**EXTRACTED INFORMATION:**

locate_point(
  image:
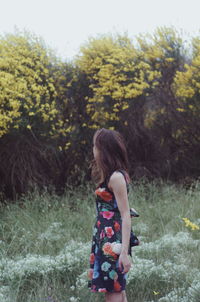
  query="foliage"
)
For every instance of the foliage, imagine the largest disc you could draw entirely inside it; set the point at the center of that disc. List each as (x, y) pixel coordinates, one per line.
(46, 240)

**STATED PROBLEM:**
Please reproduce all the records above word for word, leaving out the pictures.

**COMPLETE OUTPUT:**
locate_point(
  image:
  query="foliage"
)
For every instance of the foliage, imagine the largest disc you could draw entirely inside it; set the point at the center of that disc. List each as (x, y) pixel coordinates, one per line.
(46, 240)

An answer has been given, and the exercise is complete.